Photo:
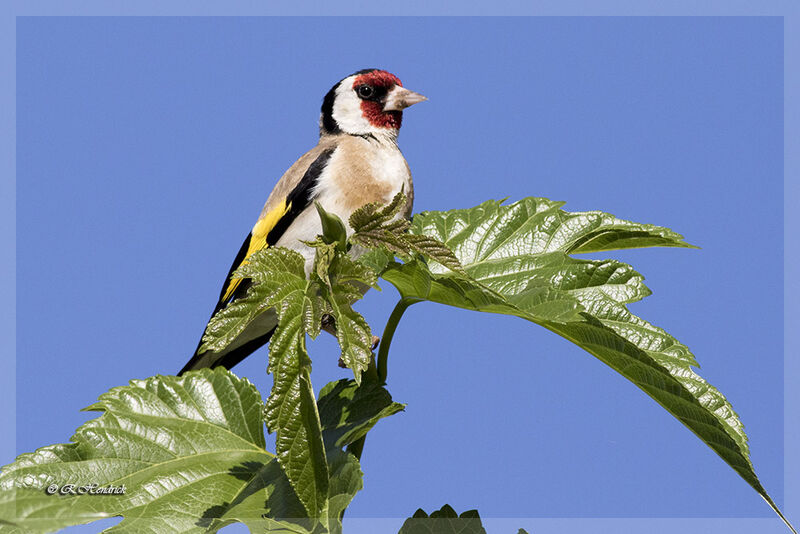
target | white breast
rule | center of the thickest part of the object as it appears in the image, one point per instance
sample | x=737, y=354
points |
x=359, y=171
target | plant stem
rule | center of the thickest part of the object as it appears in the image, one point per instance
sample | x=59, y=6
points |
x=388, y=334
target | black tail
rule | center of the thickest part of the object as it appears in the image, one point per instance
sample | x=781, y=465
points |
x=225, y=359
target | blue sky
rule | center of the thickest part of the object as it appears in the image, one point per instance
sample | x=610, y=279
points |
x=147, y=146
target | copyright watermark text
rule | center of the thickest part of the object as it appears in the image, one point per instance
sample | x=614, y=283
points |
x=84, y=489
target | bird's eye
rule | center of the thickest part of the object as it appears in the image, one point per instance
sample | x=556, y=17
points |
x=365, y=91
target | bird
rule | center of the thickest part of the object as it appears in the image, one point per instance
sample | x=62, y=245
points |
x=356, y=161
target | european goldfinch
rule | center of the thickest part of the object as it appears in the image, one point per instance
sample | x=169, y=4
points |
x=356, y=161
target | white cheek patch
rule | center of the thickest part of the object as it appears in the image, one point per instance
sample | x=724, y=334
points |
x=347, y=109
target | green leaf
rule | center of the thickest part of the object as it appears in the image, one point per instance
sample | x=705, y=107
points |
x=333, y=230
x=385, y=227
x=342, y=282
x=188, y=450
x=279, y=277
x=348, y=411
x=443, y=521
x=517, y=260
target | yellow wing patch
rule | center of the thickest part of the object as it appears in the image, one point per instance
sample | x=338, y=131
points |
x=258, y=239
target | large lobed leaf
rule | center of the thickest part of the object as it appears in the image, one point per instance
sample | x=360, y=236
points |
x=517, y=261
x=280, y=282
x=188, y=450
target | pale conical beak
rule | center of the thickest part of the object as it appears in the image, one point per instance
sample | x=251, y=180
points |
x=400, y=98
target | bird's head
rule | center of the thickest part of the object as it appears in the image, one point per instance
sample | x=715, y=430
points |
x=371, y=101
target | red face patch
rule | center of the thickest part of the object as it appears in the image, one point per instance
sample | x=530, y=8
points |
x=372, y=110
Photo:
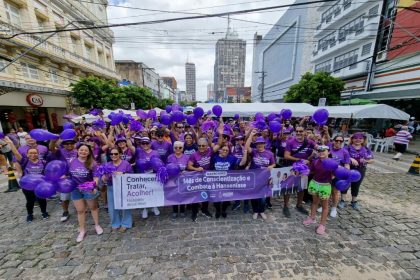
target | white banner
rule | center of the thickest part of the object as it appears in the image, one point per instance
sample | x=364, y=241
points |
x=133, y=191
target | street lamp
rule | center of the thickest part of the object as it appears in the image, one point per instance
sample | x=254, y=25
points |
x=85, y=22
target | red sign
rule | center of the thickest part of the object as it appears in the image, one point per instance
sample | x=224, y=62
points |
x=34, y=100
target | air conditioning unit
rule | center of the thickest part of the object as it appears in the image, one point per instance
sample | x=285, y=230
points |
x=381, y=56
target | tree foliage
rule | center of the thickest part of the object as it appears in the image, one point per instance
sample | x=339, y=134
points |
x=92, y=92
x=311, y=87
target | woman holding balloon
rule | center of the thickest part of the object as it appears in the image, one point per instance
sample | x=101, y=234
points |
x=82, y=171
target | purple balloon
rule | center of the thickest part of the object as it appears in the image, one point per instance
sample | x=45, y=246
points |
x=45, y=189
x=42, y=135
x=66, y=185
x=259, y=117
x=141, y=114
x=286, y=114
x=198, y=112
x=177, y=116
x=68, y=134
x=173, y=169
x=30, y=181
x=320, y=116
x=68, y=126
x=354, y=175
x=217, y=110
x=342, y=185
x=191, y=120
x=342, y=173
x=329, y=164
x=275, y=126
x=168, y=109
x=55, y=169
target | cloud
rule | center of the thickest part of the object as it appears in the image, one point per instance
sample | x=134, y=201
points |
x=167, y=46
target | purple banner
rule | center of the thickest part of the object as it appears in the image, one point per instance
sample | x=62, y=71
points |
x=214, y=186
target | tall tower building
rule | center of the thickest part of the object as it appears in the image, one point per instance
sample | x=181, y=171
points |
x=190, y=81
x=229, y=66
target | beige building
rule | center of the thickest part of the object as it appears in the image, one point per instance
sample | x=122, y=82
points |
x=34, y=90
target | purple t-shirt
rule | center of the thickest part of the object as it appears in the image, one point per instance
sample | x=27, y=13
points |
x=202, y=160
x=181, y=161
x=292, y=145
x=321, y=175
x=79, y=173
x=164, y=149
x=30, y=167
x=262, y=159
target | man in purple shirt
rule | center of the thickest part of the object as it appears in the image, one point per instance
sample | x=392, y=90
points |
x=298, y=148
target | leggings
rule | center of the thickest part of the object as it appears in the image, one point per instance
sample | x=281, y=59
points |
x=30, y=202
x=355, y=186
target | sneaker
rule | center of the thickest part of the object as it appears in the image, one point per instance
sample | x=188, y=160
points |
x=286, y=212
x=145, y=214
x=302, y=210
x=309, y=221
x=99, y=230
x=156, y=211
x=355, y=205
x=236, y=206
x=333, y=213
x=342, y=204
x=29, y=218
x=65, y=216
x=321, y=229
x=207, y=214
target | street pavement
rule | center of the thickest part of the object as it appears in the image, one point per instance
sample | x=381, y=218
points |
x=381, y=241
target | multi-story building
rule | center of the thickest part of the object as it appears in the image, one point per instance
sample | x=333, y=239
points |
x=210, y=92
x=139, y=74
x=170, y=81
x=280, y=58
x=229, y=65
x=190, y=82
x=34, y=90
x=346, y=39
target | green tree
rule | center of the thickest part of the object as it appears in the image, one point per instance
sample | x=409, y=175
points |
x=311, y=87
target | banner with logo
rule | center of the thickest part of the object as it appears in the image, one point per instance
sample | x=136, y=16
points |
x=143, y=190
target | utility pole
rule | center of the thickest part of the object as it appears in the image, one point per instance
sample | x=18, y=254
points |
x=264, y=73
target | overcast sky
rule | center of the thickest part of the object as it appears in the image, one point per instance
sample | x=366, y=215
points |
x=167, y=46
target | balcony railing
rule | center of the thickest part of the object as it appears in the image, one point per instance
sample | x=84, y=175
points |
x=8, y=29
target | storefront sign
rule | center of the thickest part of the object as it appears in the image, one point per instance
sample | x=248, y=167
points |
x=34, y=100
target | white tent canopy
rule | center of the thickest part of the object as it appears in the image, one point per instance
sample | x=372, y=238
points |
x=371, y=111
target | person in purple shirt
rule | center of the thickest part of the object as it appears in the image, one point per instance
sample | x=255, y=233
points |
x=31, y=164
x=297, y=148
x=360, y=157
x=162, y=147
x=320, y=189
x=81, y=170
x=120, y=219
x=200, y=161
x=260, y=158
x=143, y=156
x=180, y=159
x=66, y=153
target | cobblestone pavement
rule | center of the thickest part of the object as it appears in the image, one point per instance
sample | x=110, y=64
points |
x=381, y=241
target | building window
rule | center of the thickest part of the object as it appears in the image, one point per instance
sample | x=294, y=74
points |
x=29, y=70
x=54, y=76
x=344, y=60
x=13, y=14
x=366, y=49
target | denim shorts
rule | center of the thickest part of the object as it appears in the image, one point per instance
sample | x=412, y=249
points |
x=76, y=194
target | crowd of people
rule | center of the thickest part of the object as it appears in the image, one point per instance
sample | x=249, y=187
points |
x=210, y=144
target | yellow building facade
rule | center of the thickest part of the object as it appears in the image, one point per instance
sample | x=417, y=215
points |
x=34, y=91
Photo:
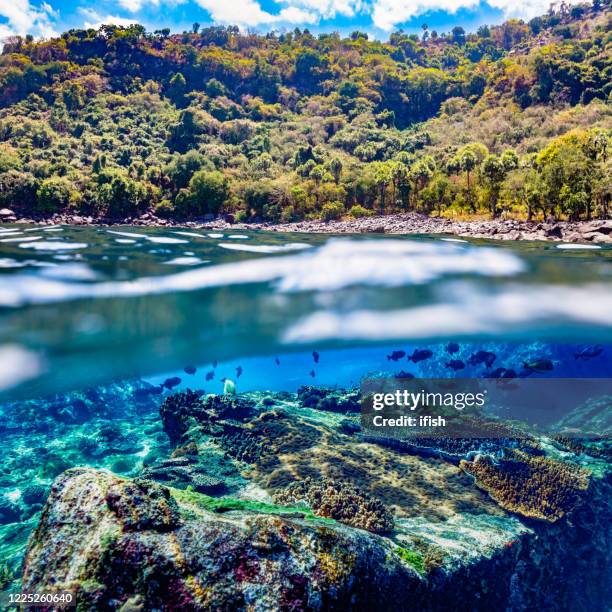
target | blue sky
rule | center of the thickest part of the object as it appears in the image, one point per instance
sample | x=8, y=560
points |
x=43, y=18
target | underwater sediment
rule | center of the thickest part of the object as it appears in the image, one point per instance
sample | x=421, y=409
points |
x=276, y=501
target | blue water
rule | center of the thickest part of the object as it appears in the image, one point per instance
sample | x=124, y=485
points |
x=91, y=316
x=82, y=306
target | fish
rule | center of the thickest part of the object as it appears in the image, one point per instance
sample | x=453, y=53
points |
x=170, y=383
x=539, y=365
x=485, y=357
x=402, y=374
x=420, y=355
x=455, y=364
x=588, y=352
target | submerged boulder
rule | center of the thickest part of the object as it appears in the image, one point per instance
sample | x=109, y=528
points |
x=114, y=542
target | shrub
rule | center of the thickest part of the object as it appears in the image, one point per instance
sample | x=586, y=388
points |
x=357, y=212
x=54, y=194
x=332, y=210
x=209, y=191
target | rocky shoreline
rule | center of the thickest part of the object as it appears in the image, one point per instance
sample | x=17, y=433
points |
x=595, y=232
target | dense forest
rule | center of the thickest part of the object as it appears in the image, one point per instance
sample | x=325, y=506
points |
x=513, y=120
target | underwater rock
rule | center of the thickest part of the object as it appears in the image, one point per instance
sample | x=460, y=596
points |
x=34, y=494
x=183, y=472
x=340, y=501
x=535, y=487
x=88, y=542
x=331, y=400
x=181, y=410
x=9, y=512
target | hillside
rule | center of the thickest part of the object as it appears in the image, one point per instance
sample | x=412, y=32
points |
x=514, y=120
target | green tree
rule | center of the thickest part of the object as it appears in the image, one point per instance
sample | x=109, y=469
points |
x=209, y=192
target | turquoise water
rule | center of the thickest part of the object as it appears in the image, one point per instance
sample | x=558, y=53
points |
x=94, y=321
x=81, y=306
____
▶ PROBLEM TO SOLVE
Begin with the line above that has "target | white banner" and continue through the line that has "target | purple t-shirt", setting each one down exactly. Stop there.

▶ WRITTEN SOLUTION
target | white banner
rule | center of the thickest part of the object as it appears in the image, one point per instance
sample | x=364, y=241
points |
x=133, y=191
target | street lamp
rule | center of the thickest part of the object as it appears in the image, one point per instance
sample | x=254, y=25
points |
x=85, y=22
target | red sign
rule | center of the thickest part of the object as it appears in the image, one point per instance
sample | x=224, y=62
points |
x=34, y=100
target | air conditioning unit
rule | center of the thickest part of the object as it appears in the image, one point per instance
sample | x=285, y=230
points |
x=381, y=56
target | tree foliage
rule | center of the thickest part of the object as it appears in the image, one point per instance
sample | x=339, y=134
points |
x=92, y=92
x=311, y=87
target | woman holding balloon
rule | center of the thickest part of the object as it appears in the image, one point per instance
sample | x=101, y=234
points |
x=82, y=171
target | purple balloon
rule | center of the thickest part of the object as it appears in the image, one point per instance
sample | x=45, y=246
points |
x=45, y=189
x=42, y=135
x=66, y=185
x=259, y=117
x=141, y=114
x=286, y=114
x=198, y=112
x=177, y=116
x=68, y=134
x=173, y=169
x=30, y=181
x=320, y=116
x=68, y=126
x=354, y=175
x=217, y=110
x=342, y=185
x=191, y=120
x=342, y=173
x=329, y=164
x=275, y=126
x=168, y=109
x=55, y=169
target | cloud
rule | center of the thickest part of the object as it appears in the image, one point per instance
sample | x=134, y=201
points |
x=167, y=46
target | purple banner
rule | center of the thickest part of the object as it appears in the image, one point per instance
sample | x=62, y=71
points |
x=214, y=186
target | tall tower building
rule | center of the thickest part of the object as it appears in the image, one point per instance
sample | x=181, y=171
points |
x=190, y=81
x=229, y=66
target | beige building
rule | center of the thickest part of the object as it appears in the image, one point per instance
sample | x=122, y=82
points |
x=34, y=90
target | purple t-shirt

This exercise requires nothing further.